* _SELECTED EXTRACT_:

.....

Pursuant to section 19(b)(1) of the Securities Exchange Act of 1934 (“Act”) and rule 19b-4 thereunder, notice is hereby given that on February 28, 2002, the New York Stock Exchange, Inc. (“NYSE” or “Exchange”) filed with the Securities and Exchange Commission (“Commission”) the proposed rule change as described in items I, II and III below, which items have been prepared by the Exchange. On December 30, 2002, the Exchange filed an amendment to the proposed rule change. The Commission is publishing this notice to solicit comments on the proposed rule change, as amended, from interested persons.

17 CFR 240.19b-4.

See letter from Darla C. Stuckey, Corporate Secretary, NYSE, to Nancy J. Sanow, Assistant Director, Division of Market Regulation, Commission, dated December 30, 2002 (“Amendment No. 1”). Amendment No. 1 replaces the filing in its entirety and provides, in the proposed rule text and the purpose section of the filing, clarification and further details on the use of Exchange authorized and issued portable telephones on the Exchance floor.

I. Self-Regulatory Organization's Statement of the Terms of Substance of the Proposed Rule Change

The Exchange proposes to amend NYSE rule 36 (Communication Between Exchange and Members' Offices) to allow a Floor broker's use of an Exchange authorized and provided portable telephone on the Exchange Floor upon approval by the Exchange, by deleting the current prohibition against such use. Below is the text of the proposed rule change, as amended. Proposed new language is italicized; proposed deletions are in brackets.

Rule 36 Communications Between Exchange and Members' Offices

No member or member organization shall establish or maintain any telephonic or electronic communication between the Floor and any other location without the approval of the Exchange. The Exchange may to the extent not inconsistent with the Securities Exchange Act of 1934, as amended, deny, limit or revoke such approval whenever it determines, in accordance with the procedures set forth in Rule 475, that such communication is inconsistent with the public interest, the protection of investors or just and equitable principles of trade.

Supplementary Material

.10 Installation of telephone lines to Exchange.—The Telephone Company will not recognize any order for the installation or disconnection of a telephone line between the Floor and any other location, except such orders as are issued by the Exchange directly to the Telephone Company.

Requests for telephone lines should be sent to Market Operations Division. Members or member organizations who desire such installations or disconnections should present their requests sufficiently in advance of the desired effective date to avoid any inconvenience resulting from insufficient notice to the Telephone Company.

.20 With the approval of the Exchange, a member or member organization other than a specialist or specialist member organization may maintain a telephone line or use an Exchange authorized and provided portable telephone which permits a non-member off the Floor to communicate with a member or member organization on the Floor. However, use of an Exchange authorized and provided portable telephone is not permitted for orders in Investment Company Units (as defined in Section 703.16 of the Listed Company Manual). In addition, any Floor broker receiving orders from the public over portable phones must be properly qualified under Exchange rules to conduct such business (See, for e.g., Rules 342 and 345.) The use of a portable telephone on the Floor other than one authorized and issued by the Exchange is prohibited.

.....

* _OBJECTIVES_:
1. Rewrite the part of the NYSE rule notice that begins at the words "Supplementary Material" and stops after "directly to the Telephone Company.", putting "Telephone Carrier" in place of "Telephone Company".
2. Answer from the NYSE rule notice:
(a) On what date did the NYSE file the proposed rule change with the Commission?
(b) Who sent the letter dated December 30, 2002, and what was that person's title?
(c) To which division should requests for telephone lines be sent?
Use only the NYSE rule notice.

.....

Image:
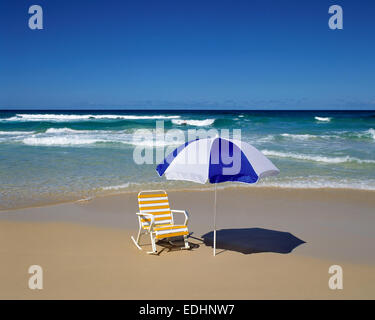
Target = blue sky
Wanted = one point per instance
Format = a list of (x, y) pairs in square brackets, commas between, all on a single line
[(188, 54)]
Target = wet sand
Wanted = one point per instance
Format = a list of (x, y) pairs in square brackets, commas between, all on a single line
[(291, 238)]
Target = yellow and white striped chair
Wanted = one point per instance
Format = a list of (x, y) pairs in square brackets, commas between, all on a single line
[(156, 218)]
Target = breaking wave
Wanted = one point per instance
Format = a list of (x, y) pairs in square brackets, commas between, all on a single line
[(198, 123), (314, 158), (83, 117)]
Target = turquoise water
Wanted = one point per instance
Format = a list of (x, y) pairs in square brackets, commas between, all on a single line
[(61, 156)]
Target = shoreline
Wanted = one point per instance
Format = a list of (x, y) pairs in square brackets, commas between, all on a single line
[(294, 236), (195, 189)]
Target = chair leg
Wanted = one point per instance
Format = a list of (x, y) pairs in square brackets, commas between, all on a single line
[(136, 242), (186, 243), (153, 244)]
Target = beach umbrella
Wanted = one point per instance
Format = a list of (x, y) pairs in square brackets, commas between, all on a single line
[(216, 160)]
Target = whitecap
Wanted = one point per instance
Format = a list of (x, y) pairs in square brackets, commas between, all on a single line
[(84, 117), (198, 123), (325, 159), (323, 119)]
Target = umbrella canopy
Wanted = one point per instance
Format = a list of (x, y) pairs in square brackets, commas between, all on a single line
[(216, 160)]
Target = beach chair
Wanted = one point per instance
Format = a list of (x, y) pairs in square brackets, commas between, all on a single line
[(157, 219)]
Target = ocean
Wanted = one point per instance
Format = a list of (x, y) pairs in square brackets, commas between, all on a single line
[(56, 156)]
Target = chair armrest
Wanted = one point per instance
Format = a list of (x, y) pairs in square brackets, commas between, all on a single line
[(148, 216), (184, 212)]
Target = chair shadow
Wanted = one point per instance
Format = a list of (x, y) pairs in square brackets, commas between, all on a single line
[(175, 244), (253, 240)]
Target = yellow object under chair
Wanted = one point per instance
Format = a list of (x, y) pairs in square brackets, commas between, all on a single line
[(156, 218)]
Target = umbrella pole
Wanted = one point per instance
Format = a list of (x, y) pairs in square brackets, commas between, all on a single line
[(215, 223)]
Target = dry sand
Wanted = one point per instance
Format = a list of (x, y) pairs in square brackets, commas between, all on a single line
[(86, 253)]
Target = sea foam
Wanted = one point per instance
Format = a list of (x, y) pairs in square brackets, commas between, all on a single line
[(316, 158), (197, 123), (323, 119), (83, 117)]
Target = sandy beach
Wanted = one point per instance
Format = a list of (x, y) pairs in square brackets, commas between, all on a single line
[(86, 252)]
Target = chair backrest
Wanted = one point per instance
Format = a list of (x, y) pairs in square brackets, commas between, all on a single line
[(155, 202)]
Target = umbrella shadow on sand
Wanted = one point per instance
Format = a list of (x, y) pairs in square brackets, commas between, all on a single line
[(253, 240)]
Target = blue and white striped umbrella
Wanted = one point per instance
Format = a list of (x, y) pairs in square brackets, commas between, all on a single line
[(216, 160)]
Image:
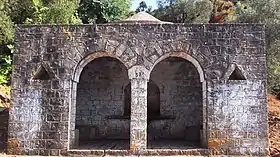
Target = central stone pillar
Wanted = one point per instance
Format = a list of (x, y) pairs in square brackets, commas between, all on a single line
[(139, 77)]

.....

* _SOLUTIONS TO THE EXERCISE_:
1.
Supplementary Material

.10 Installation of telephone lines to Exchange.—The Telephone Carrier will not recognize any order for the installation or disconnection of a telephone line between the Floor and any other location, except such orders as are issued by the Exchange directly to the Telephone Carrier.

2.
(a) February 28, 2002.
(b) Darla C. Stuckey, Corporate Secretary, NYSE.
(c) Market Operations Division.